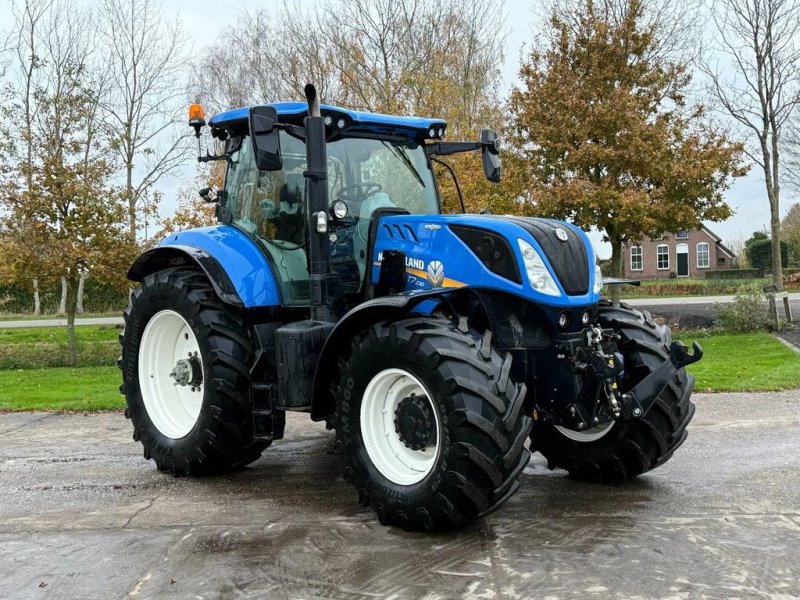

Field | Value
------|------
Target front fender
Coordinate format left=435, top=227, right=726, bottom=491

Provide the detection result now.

***

** Problem description **
Return every line of the records above unchanged and in the same order, but leave the pictures out.

** Exercise response **
Field | Value
------|------
Target front fender
Coordinate format left=435, top=227, right=726, bottom=491

Provide the detection result now.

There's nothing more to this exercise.